[Start of EXTRACT TO READ]
# How did you rate your salesperson?



## mecklaiz (Mar 20, 2003)

hmm, I got called by the folks doing the survery and I told them that I would do the survery AFTER delivery. From what I hear from you folks it seems like this survey is pretty useless in terms of getting any useful feedback to the dealer.

Z


----------



## Marco (Mar 7, 2003)

I am sure many of you know, but there is this web page where one can leave comments on his/her dealer performance:

http://www.dealerrater.com/dealers/index.asp

I think that if people do enter their experience (like in this thread), over time it would build up a very valuable data-base for buyers.
:dunno:


----------



## 96TL (Mar 28, 2003)
[End of EXTRACT TO READ]
TASK GOAL: Using the forum thread on rating salespeople, say whether each statement agrees with it, answering yes or no and quoting the exact deciding words: 1. mecklaiz agreed to do the survey before delivery. 2. Marco's post points to a web page where people can leave comments on dealer performance. 3. Marco posted on Mar 20, 2003.
[Start of EXCERPTED DATA]
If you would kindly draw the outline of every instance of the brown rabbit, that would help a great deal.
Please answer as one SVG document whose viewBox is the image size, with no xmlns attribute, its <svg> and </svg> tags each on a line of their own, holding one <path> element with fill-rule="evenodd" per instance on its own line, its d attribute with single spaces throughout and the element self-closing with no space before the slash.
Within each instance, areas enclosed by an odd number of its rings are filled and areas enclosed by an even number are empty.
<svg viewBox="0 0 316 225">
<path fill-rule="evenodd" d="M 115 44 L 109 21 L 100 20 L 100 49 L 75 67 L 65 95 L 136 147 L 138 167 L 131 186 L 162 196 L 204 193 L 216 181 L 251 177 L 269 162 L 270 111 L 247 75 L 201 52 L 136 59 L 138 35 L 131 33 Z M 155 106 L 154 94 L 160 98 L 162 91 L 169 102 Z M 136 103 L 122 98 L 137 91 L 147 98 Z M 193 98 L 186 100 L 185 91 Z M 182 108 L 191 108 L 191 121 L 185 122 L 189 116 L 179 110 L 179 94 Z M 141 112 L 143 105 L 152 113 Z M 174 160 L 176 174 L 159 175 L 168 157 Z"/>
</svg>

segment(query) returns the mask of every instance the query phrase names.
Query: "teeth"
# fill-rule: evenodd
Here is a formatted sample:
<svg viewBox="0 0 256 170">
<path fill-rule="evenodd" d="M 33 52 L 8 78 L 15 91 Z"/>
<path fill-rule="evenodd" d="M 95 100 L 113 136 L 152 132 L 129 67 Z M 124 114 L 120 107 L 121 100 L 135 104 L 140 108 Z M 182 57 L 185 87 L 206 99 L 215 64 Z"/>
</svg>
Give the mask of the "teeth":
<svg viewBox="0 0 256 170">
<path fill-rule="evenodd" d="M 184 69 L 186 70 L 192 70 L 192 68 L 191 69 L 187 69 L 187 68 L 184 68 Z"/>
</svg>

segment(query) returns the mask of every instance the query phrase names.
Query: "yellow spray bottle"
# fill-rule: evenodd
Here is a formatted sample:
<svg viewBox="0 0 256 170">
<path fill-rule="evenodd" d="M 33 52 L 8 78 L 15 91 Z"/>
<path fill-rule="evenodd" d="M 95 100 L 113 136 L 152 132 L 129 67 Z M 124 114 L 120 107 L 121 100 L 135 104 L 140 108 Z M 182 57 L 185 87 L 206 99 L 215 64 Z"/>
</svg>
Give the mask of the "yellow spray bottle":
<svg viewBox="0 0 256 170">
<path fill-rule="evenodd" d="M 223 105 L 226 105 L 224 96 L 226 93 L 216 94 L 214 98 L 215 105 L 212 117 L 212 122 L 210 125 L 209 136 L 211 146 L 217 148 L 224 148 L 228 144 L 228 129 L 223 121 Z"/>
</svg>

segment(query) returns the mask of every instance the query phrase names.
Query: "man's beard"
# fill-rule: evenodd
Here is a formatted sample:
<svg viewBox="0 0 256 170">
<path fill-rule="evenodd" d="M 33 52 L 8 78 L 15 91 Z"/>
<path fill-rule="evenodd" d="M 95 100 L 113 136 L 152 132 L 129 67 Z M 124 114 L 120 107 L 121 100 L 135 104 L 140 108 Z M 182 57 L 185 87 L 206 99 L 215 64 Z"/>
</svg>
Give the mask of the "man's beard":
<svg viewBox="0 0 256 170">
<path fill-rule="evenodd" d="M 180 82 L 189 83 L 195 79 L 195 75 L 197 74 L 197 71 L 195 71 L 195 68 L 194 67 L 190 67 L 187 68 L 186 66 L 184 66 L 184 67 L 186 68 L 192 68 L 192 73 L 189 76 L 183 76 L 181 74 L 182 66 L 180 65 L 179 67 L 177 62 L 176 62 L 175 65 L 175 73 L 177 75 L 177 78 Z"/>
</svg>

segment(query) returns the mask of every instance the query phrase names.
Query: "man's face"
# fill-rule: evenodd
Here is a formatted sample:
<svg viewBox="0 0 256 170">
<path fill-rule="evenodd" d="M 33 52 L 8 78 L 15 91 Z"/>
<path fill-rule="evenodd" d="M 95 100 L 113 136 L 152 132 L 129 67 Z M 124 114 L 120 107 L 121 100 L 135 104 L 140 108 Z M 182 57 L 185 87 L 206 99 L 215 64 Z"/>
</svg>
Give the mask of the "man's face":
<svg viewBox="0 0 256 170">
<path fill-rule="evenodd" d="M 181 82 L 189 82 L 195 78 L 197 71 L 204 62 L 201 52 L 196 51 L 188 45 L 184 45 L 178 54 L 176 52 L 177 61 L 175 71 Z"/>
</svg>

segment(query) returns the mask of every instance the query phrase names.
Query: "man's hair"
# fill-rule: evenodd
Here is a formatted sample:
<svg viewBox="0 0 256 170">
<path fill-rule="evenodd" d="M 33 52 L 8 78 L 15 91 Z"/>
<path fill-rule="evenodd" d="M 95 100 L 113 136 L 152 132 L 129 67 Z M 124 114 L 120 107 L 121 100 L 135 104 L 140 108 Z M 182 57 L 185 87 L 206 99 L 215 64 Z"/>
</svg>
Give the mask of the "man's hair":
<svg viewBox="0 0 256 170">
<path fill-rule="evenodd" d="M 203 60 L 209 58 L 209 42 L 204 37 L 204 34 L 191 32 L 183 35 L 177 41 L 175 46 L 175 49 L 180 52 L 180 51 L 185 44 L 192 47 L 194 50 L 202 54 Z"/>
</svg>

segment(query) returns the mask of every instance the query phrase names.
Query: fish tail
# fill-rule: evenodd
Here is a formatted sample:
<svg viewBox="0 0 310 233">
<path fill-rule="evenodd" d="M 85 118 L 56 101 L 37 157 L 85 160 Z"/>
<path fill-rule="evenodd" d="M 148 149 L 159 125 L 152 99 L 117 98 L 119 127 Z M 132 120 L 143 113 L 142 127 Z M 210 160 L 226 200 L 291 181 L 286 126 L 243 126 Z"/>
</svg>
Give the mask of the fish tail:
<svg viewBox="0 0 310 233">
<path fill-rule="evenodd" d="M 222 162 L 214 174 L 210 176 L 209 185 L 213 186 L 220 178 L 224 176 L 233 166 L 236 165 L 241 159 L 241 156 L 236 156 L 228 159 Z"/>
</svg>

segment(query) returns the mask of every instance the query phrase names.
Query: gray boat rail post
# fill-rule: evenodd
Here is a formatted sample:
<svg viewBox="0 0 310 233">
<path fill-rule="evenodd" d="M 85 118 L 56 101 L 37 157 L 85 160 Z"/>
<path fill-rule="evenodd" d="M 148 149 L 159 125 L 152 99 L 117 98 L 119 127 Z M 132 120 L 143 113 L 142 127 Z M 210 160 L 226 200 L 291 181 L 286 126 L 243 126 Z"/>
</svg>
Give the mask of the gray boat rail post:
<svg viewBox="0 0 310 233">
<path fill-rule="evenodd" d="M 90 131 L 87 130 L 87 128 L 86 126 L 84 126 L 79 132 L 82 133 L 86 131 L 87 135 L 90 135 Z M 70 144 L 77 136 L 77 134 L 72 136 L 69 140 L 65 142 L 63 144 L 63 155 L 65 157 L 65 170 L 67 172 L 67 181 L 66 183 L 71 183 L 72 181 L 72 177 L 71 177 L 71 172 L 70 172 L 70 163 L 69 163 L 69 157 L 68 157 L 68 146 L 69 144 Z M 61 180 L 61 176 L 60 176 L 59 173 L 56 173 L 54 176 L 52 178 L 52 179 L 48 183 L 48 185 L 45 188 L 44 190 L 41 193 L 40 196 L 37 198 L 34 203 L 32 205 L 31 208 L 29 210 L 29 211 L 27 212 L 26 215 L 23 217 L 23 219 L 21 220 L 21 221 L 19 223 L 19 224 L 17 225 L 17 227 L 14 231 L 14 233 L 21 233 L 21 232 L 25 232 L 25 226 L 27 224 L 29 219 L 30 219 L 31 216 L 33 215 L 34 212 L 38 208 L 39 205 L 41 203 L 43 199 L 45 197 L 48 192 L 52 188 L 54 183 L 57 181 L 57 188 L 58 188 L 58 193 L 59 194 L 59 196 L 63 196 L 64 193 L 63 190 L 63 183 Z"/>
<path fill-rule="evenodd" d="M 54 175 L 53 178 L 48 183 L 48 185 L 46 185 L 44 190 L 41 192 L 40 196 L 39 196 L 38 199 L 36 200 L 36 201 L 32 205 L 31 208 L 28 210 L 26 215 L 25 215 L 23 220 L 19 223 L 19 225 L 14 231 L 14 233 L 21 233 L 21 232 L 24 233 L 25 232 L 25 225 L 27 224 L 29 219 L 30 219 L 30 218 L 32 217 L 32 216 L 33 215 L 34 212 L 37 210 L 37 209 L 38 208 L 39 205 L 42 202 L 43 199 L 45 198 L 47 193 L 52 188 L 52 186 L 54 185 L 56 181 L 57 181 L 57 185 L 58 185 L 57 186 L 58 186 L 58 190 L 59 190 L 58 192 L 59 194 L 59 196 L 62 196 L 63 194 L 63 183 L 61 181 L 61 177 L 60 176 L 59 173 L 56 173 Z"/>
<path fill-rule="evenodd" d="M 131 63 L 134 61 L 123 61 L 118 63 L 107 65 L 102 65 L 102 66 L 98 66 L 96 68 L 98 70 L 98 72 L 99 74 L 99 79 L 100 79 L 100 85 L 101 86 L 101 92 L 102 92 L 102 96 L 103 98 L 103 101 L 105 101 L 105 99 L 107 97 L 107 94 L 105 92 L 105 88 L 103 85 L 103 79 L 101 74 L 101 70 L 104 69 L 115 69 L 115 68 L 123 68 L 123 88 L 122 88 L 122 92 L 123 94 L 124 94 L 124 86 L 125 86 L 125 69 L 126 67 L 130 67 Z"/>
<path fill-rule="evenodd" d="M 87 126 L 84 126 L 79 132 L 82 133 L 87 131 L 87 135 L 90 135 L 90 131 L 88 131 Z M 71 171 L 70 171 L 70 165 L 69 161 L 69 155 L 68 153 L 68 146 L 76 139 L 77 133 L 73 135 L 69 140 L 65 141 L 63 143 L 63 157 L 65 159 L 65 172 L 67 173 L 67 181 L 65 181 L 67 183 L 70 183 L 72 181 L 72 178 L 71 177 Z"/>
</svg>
[End of EXCERPTED DATA]
WRITTEN ANSWER:
1. No: "I told them that I would do the survery AFTER delivery."
2. Yes: "there is this web page where one can leave comments on his/her dealer performance"
3. No: "Marco (Mar 7, 2003)"